* _Excerpt_:
════

I have a MS SQL Server database table that contains 5 million records. The
primary key of the table is a GUID.

I need to write an application that reads each of these records and passes
some values to another process.

What's the best way to retrieve the records to be processed?

Reading the records into a DataTable would probably result in far too much
memory usage.

Does using a DataReader pass the load (and hence memory problem) onto SQL
Server instead?

Reading batches of records would be difficult as the primary key is a GUID
and is not sequential.

What about reading the primary key values into a DataTable and then reading
batches of records?

Has anyone had to solve a similar problem?

Thanks,
Peter

Re: Best way to process millions of records by John

John
Tue Jan 04 09:34:44 CST 2005

"Peter Sedman" <psedman@community.nospam> wrote in message
news:%23vyVEAn8EHA.1452@TK2MSFTNGP11.phx.gbl...
>I have a MS SQL Server database table that contains 5 million records. The
> primary key of the table is a GUID.
>
> I need to write an application that reads each of these records and passes
> some values to another process.

════

* _Source material_:
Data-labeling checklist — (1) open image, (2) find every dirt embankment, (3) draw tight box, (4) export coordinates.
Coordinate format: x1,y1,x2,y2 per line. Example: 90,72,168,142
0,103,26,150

════

* _Challenge_: In the SQL Server thread, why does the poster say reading batches of records would be difficult?

* _Solution to this task_: Because the table's primary key is a GUID and is not sequential.